Tasks to complete:
**A.** In the abstract on the chronic pain trial, reproduce the part that opens with the words containing "METHODS: Chronic pain" and closes with "pre- and post-treatment.", swapping "cognitive reappraisal" for "cognitive restructuring".
**B.** Carry on the abstract on the chronic pain and opioid misuse trial from its last sentence.

Document section:
Targeting Chronic Pain and Prescription Opioid Misuse with Mindfulness-Oriented Recovery Enhancement (MORE): Results from a Randomized Controlled Trial
Speaker: Eric Garland, PhD, LCSW
Format: Audio & Slides
INTRODUCTION: Prescription opioid misuse among persons with chronic pain is a prevalent threat to public health that has increased more than threefold over the past 20 years. This NIH-funded randomized controlled trial sought to determine whether an integrative, multimodal intervention, Mindfulness-Oriented Recovery Enhancement (MORE), could reduce chronic pain and opioid misuse. We hypothesized that MORE would reduce pain severity, functional impairment, opioid craving, and opioid misuse to a significantly greater extent than a support group (SG).
METHODS: Chronic pain patients (N = 115) were randomized to either a MSW-led MORE group (n = 57) or a SG (n = 58). MORE intervention sessions involved training in mindfulness, cognitive reappraisal, and positive emotion regulation. Pain severity, functional interference, opioid craving, and opioid misuse were assessed pre- and post-intervention, as well as at 3-month follow-up. To explore therapeutic mechanisms, measures of reinterpretation of pain sensations, nonreactivity, reappraisal, and neurocognition were monitored pre- and post-treatment.

Provided data:
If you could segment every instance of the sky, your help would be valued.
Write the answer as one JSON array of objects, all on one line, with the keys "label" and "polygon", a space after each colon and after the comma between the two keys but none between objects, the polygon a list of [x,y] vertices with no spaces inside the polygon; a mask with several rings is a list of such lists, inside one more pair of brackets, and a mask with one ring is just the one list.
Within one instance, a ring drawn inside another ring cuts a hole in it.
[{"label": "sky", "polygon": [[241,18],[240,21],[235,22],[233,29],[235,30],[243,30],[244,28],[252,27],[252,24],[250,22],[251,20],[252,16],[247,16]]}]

Responses by task:
**A.**
METHODS: Chronic pain patients (N = 115) were randomized to either a MSW-led MORE group (n = 57) or a SG (n = 58). MORE intervention sessions involved training in mindfulness, cognitive restructuring, and positive emotion regulation. Pain severity, functional interference, opioid craving, and opioid misuse were assessed pre- and post-intervention, as well as at 3-month follow-up. To explore therapeutic mechanisms, measures of reinterpretation of pain sensations, nonreactivity, reappraisal, and neurocognition were monitored pre- and post-treatment.

**B.**
RESULTS: MORE participants reported significantly greater reductions in pain severity (p = .038) and interference (p = .003) than SG participants, which were maintained by 3-month follow-up and mediated by increased nonreactivity and reinterpretation of pain sensations. Compared with those in the SG, participants in MORE also evidenced significantly less desire for opioids (p = .027), and were significantly more likely to no longer meet criteria for opioid use disorder following treatment (p = .05). Clinical outcomes were linked to changes in attentional bias, cue-elicited heart rate variability, and cognitive control mechanisms.
DISCUSSION: By targeting key cognitive, affective, and psychophysiological processes, MORE appears to be a promising means of enhancing therapeutic outcomes among vulnerable persons suffering from chronic pain and opioid misuse.